Goal =>
Recast the material below as a Markdown table with the columns Row and Line. Give each nonblank line its own row, numbered in sequence, and omit blank lines.

Excerpted data =>
▬▬▬▬▬▬
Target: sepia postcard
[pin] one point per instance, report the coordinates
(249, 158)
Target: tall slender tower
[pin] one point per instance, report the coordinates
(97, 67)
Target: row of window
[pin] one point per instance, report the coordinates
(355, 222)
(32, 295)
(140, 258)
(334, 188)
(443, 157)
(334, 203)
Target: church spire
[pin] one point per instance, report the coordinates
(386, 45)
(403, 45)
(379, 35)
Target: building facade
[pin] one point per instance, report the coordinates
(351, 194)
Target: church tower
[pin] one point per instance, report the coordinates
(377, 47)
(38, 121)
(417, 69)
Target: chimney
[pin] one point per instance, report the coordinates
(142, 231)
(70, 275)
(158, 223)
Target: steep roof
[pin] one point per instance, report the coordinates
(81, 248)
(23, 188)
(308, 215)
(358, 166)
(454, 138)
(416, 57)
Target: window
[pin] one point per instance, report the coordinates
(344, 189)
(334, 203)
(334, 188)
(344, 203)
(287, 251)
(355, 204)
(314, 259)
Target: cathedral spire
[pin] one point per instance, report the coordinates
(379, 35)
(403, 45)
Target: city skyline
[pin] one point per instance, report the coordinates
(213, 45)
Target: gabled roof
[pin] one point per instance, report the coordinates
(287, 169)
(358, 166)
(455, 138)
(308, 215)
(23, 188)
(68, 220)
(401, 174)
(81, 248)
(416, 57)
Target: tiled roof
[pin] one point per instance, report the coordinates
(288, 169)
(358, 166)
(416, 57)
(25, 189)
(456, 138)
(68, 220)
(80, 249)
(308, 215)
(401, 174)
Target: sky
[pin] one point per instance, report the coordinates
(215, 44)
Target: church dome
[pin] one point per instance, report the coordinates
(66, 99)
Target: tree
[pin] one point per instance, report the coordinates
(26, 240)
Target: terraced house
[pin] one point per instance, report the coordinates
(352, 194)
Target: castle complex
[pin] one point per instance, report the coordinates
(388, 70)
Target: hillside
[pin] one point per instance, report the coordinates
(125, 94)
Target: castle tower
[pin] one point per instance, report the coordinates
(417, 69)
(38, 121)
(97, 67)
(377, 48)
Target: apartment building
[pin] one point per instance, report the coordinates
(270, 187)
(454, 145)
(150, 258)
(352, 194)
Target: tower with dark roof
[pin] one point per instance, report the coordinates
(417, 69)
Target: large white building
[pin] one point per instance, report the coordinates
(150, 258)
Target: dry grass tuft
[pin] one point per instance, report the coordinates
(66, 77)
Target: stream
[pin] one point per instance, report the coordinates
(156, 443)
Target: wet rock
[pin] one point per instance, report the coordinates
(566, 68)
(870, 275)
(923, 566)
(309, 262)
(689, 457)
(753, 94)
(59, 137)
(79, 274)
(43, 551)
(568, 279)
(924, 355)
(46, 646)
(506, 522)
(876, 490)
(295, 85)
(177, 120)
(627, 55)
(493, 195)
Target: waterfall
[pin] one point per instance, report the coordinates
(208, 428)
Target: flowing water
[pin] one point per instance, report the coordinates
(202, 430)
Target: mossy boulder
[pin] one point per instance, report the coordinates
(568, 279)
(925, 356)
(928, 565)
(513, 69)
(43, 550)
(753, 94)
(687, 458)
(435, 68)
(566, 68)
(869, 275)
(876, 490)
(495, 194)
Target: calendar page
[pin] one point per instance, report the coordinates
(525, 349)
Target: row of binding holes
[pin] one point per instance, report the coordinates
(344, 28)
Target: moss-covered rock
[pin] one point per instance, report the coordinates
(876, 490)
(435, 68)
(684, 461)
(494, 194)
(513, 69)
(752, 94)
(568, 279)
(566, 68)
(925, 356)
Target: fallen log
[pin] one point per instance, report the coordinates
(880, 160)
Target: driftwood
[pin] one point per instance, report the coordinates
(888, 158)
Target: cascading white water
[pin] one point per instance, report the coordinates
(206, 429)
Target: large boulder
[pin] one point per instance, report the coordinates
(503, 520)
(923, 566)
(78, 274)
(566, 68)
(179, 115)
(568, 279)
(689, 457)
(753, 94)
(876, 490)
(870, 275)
▬▬▬▬▬▬
Response =>
| Row | Line |
|---|---|
| 1 | Target: sepia postcard |
| 2 | [pin] one point per instance, report the coordinates |
| 3 | (249, 158) |
| 4 | Target: tall slender tower |
| 5 | [pin] one point per instance, report the coordinates |
| 6 | (97, 67) |
| 7 | Target: row of window |
| 8 | [pin] one point per instance, report the coordinates |
| 9 | (355, 222) |
| 10 | (32, 295) |
| 11 | (140, 258) |
| 12 | (334, 188) |
| 13 | (443, 157) |
| 14 | (334, 203) |
| 15 | Target: church spire |
| 16 | [pin] one point per instance, report the coordinates |
| 17 | (386, 45) |
| 18 | (403, 45) |
| 19 | (379, 35) |
| 20 | Target: building facade |
| 21 | [pin] one point per instance, report the coordinates |
| 22 | (351, 194) |
| 23 | Target: church tower |
| 24 | [pin] one point per instance, report the coordinates |
| 25 | (377, 47) |
| 26 | (38, 121) |
| 27 | (417, 69) |
| 28 | Target: chimney |
| 29 | [pin] one point per instance, report the coordinates |
| 30 | (142, 231) |
| 31 | (70, 275) |
| 32 | (158, 223) |
| 33 | Target: steep roof |
| 34 | [pin] one point per instance, report the coordinates |
| 35 | (81, 248) |
| 36 | (23, 188) |
| 37 | (308, 215) |
| 38 | (358, 166) |
| 39 | (454, 138) |
| 40 | (416, 57) |
| 41 | Target: window |
| 42 | [pin] one point per instance, report the coordinates |
| 43 | (344, 189) |
| 44 | (334, 203) |
| 45 | (334, 188) |
| 46 | (344, 203) |
| 47 | (287, 251) |
| 48 | (355, 204) |
| 49 | (314, 259) |
| 50 | Target: cathedral spire |
| 51 | [pin] one point per instance, report the coordinates |
| 52 | (379, 35) |
| 53 | (403, 45) |
| 54 | Target: city skyline |
| 55 | [pin] one point per instance, report the coordinates |
| 56 | (213, 45) |
| 57 | Target: gabled roof |
| 58 | [pin] one point per instance, report the coordinates |
| 59 | (287, 169) |
| 60 | (358, 166) |
| 61 | (455, 138) |
| 62 | (308, 215) |
| 63 | (23, 188) |
| 64 | (68, 220) |
| 65 | (401, 174) |
| 66 | (81, 248) |
| 67 | (416, 57) |
| 68 | Target: tiled roof |
| 69 | [pin] one point per instance, report the coordinates |
| 70 | (288, 169) |
| 71 | (358, 166) |
| 72 | (416, 57) |
| 73 | (25, 189) |
| 74 | (456, 138) |
| 75 | (68, 220) |
| 76 | (80, 249) |
| 77 | (308, 215) |
| 78 | (401, 174) |
| 79 | Target: sky |
| 80 | [pin] one point per instance, report the coordinates |
| 81 | (215, 44) |
| 82 | Target: church dome |
| 83 | [pin] one point per instance, report the coordinates |
| 84 | (66, 99) |
| 85 | Target: tree |
| 86 | [pin] one point per instance, report the coordinates |
| 87 | (26, 240) |
| 88 | Target: terraced house |
| 89 | [pin] one point per instance, report the coordinates |
| 90 | (352, 194) |
| 91 | Target: castle complex |
| 92 | [pin] one point per instance, report the coordinates |
| 93 | (388, 70) |
| 94 | Target: hillside |
| 95 | [pin] one point per instance, report the coordinates |
| 96 | (125, 94) |
| 97 | Target: castle tower |
| 98 | [pin] one point per instance, report the coordinates |
| 99 | (417, 69) |
| 100 | (38, 121) |
| 101 | (97, 67) |
| 102 | (377, 48) |
| 103 | Target: apartment building |
| 104 | [pin] one point per instance, report the coordinates |
| 105 | (270, 187) |
| 106 | (454, 145) |
| 107 | (150, 258) |
| 108 | (352, 194) |
| 109 | Target: tower with dark roof |
| 110 | [pin] one point per instance, report the coordinates |
| 111 | (417, 69) |
| 112 | Target: large white building |
| 113 | [pin] one point per instance, report the coordinates |
| 114 | (150, 258) |
| 115 | Target: dry grass tuft |
| 116 | [pin] one point per instance, report the coordinates |
| 117 | (66, 77) |
| 118 | Target: stream |
| 119 | [pin] one point per instance, report the coordinates |
| 120 | (156, 443) |
| 121 | Target: wet rock |
| 122 | [pin] one point per instance, report the coordinates |
| 123 | (566, 68) |
| 124 | (870, 275) |
| 125 | (923, 566) |
| 126 | (309, 262) |
| 127 | (689, 457) |
| 128 | (753, 94) |
| 129 | (59, 137) |
| 130 | (79, 274) |
| 131 | (43, 551) |
| 132 | (568, 279) |
| 133 | (924, 355) |
| 134 | (46, 646) |
| 135 | (506, 522) |
| 136 | (876, 490) |
| 137 | (295, 85) |
| 138 | (177, 120) |
| 139 | (627, 55) |
| 140 | (493, 195) |
| 141 | Target: waterfall |
| 142 | [pin] one point per instance, report the coordinates |
| 143 | (208, 428) |
| 144 | Target: flowing water |
| 145 | [pin] one point per instance, report the coordinates |
| 146 | (202, 430) |
| 147 | Target: mossy boulder |
| 148 | [pin] one point per instance, report the coordinates |
| 149 | (568, 279) |
| 150 | (925, 356) |
| 151 | (928, 565) |
| 152 | (513, 69) |
| 153 | (43, 550) |
| 154 | (753, 94) |
| 155 | (687, 458) |
| 156 | (435, 68) |
| 157 | (566, 68) |
| 158 | (869, 275) |
| 159 | (876, 490) |
| 160 | (495, 194) |
| 161 | Target: calendar page |
| 162 | [pin] one point per instance, report the coordinates |
| 163 | (525, 349) |
| 164 | Target: row of binding holes |
| 165 | [pin] one point per instance, report the coordinates |
| 166 | (344, 28) |
| 167 | Target: moss-covered rock |
| 168 | [pin] one point per instance, report the coordinates |
| 169 | (876, 490) |
| 170 | (435, 68) |
| 171 | (684, 461) |
| 172 | (494, 194) |
| 173 | (513, 69) |
| 174 | (752, 94) |
| 175 | (568, 279) |
| 176 | (566, 68) |
| 177 | (925, 356) |
| 178 | Target: fallen log |
| 179 | [pin] one point per instance, report the coordinates |
| 180 | (880, 160) |
| 181 | Target: driftwood |
| 182 | [pin] one point per instance, report the coordinates |
| 183 | (888, 158) |
| 184 | Target: cascading white water |
| 185 | [pin] one point per instance, report the coordinates |
| 186 | (206, 429) |
| 187 | Target: large boulder |
| 188 | [pin] one point per instance, report the coordinates |
| 189 | (503, 520) |
| 190 | (923, 566) |
| 191 | (78, 274) |
| 192 | (566, 68) |
| 193 | (179, 115) |
| 194 | (568, 279) |
| 195 | (689, 457) |
| 196 | (753, 94) |
| 197 | (876, 490) |
| 198 | (870, 275) |